* [PROBLEM TO SOLVE] Please reproduce each of the entries below exactly as they appear.

* [WORKING DATA]
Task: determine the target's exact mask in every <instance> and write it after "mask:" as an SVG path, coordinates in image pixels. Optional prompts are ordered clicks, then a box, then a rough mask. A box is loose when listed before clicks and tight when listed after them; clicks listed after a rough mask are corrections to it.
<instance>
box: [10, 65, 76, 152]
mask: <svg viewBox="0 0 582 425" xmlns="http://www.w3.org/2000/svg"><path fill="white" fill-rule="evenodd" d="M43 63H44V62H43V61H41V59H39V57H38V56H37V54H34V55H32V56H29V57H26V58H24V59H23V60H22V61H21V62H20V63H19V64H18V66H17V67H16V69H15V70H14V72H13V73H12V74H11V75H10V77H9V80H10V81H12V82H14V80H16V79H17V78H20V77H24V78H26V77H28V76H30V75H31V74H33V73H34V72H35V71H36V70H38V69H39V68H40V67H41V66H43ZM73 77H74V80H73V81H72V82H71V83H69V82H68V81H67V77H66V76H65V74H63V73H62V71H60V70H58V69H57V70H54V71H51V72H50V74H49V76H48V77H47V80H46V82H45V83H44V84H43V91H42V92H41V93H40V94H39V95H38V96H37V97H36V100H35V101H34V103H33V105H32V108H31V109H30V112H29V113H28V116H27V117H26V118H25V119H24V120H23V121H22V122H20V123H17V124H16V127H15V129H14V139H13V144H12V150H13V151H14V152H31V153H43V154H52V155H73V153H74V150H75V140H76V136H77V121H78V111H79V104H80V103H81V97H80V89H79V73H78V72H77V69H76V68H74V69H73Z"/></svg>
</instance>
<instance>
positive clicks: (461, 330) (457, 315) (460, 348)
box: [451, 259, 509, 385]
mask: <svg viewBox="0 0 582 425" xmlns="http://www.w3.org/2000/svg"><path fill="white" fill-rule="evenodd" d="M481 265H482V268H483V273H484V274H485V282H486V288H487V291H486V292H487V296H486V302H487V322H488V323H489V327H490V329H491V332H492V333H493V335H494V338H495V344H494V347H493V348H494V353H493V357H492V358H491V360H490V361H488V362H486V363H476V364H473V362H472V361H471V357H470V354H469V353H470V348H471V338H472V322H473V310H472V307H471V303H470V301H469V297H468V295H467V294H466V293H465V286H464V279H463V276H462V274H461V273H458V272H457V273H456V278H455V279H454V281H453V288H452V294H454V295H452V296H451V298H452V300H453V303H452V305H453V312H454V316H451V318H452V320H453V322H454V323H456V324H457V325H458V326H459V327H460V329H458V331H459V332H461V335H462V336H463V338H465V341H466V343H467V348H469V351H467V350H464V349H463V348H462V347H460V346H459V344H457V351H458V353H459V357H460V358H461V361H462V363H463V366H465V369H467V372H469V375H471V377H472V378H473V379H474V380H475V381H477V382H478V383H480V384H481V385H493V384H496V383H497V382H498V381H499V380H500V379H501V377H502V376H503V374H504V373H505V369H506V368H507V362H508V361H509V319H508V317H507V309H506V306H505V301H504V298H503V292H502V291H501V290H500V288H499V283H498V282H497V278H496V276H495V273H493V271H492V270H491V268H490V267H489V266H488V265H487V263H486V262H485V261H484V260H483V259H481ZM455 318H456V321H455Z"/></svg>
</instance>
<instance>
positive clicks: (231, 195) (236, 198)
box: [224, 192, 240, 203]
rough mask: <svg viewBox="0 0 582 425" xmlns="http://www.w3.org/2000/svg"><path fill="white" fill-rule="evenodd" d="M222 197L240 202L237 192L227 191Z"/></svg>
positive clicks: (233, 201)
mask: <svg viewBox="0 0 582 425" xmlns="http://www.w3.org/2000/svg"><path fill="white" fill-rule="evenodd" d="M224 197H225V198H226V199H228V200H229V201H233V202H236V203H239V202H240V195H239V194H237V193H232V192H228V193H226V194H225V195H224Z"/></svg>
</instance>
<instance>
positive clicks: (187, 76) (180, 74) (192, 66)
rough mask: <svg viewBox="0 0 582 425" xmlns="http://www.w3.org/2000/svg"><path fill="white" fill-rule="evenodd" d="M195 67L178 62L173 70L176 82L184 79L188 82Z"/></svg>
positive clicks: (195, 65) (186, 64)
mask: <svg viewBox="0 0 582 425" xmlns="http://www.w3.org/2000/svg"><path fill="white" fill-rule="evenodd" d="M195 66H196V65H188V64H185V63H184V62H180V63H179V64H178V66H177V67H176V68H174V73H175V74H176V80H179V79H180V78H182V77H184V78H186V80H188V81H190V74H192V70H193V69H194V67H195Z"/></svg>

* [RESULT]
Task: determine the target's exact mask in every <instance> and write it after "mask:" as an SVG path, coordinates in image pixels. Optional prompts are ordered clicks, then a box, then a rough mask. A box is loose when listed before clicks and tight when listed after them; clicks listed after a rough mask are corrections to it.
<instance>
box: [10, 65, 76, 152]
mask: <svg viewBox="0 0 582 425" xmlns="http://www.w3.org/2000/svg"><path fill="white" fill-rule="evenodd" d="M43 63H44V62H43V61H41V59H39V57H38V56H37V54H34V55H32V56H29V57H26V58H24V59H23V60H22V61H21V62H20V63H19V64H18V66H17V67H16V69H15V70H14V72H13V73H12V74H11V75H10V77H9V80H10V81H12V82H14V80H16V79H17V78H20V77H24V78H26V77H28V76H30V75H31V74H33V73H34V72H35V71H36V70H38V69H39V68H40V67H41V66H43ZM73 77H74V80H73V81H72V82H71V83H69V82H68V81H67V77H66V76H65V74H63V73H62V71H60V70H58V69H57V70H54V71H51V72H50V74H49V76H48V77H47V80H46V82H45V83H44V84H43V91H42V92H41V93H40V94H39V95H38V96H37V97H36V100H35V101H34V103H33V105H32V108H31V109H30V112H29V113H28V116H27V117H26V118H25V119H24V120H23V121H22V122H20V123H17V124H16V127H15V129H14V139H13V144H12V150H13V151H14V152H31V153H43V154H52V155H73V153H74V150H75V140H76V136H77V121H78V111H79V104H80V103H81V97H80V89H79V73H78V72H77V69H76V68H74V69H73Z"/></svg>
</instance>
<instance>
positive clicks: (461, 330) (457, 315) (460, 348)
box: [451, 259, 509, 385]
mask: <svg viewBox="0 0 582 425" xmlns="http://www.w3.org/2000/svg"><path fill="white" fill-rule="evenodd" d="M481 265H482V268H483V273H484V274H485V282H486V288H487V291H486V292H487V296H486V302H487V322H488V323H489V327H490V329H491V332H492V333H493V335H494V338H495V344H494V347H493V348H494V353H493V357H492V358H491V360H490V361H488V362H486V363H476V364H473V362H472V361H471V357H470V354H469V353H470V348H471V338H472V322H473V310H472V307H471V303H470V301H469V297H468V295H467V294H466V293H465V286H464V279H463V276H462V274H461V273H458V272H457V273H456V278H455V279H454V281H453V288H452V294H454V295H452V296H451V298H452V300H453V303H452V305H453V312H454V316H451V318H452V320H453V322H454V323H456V324H457V325H458V326H459V327H460V329H458V331H459V332H461V335H462V336H463V338H465V341H466V343H467V348H469V351H467V350H464V349H463V348H462V347H460V346H459V344H457V351H458V353H459V357H460V358H461V361H462V363H463V366H465V369H467V372H469V375H471V377H472V378H473V379H474V380H475V381H477V382H478V383H480V384H481V385H493V384H496V383H497V382H498V381H499V380H500V379H501V377H502V376H503V374H504V373H505V369H506V368H507V362H508V361H509V319H508V317H507V309H506V306H505V301H504V298H503V292H502V291H501V290H500V288H499V283H498V282H497V278H496V276H495V273H493V271H492V270H491V268H490V267H489V266H488V265H487V263H486V262H485V261H484V260H483V259H481ZM455 318H456V321H455Z"/></svg>
</instance>
<instance>
positive clicks: (231, 195) (236, 198)
box: [224, 192, 240, 203]
rough mask: <svg viewBox="0 0 582 425" xmlns="http://www.w3.org/2000/svg"><path fill="white" fill-rule="evenodd" d="M222 197L240 202L237 192L227 191Z"/></svg>
positive clicks: (233, 201)
mask: <svg viewBox="0 0 582 425" xmlns="http://www.w3.org/2000/svg"><path fill="white" fill-rule="evenodd" d="M224 197H225V198H226V199H228V200H229V201H233V202H236V203H239V202H240V195H239V194H237V193H232V192H228V193H226V194H225V195H224Z"/></svg>
</instance>
<instance>
positive clicks: (187, 76) (180, 74) (192, 66)
rough mask: <svg viewBox="0 0 582 425" xmlns="http://www.w3.org/2000/svg"><path fill="white" fill-rule="evenodd" d="M195 67L178 62L173 70L176 82L184 79L188 82Z"/></svg>
positive clicks: (195, 65) (186, 64)
mask: <svg viewBox="0 0 582 425" xmlns="http://www.w3.org/2000/svg"><path fill="white" fill-rule="evenodd" d="M195 66H196V65H188V64H185V63H184V62H180V63H179V64H178V66H177V67H176V68H174V73H175V74H176V80H179V79H180V78H182V77H184V78H186V80H188V81H190V74H192V70H193V69H194V67H195Z"/></svg>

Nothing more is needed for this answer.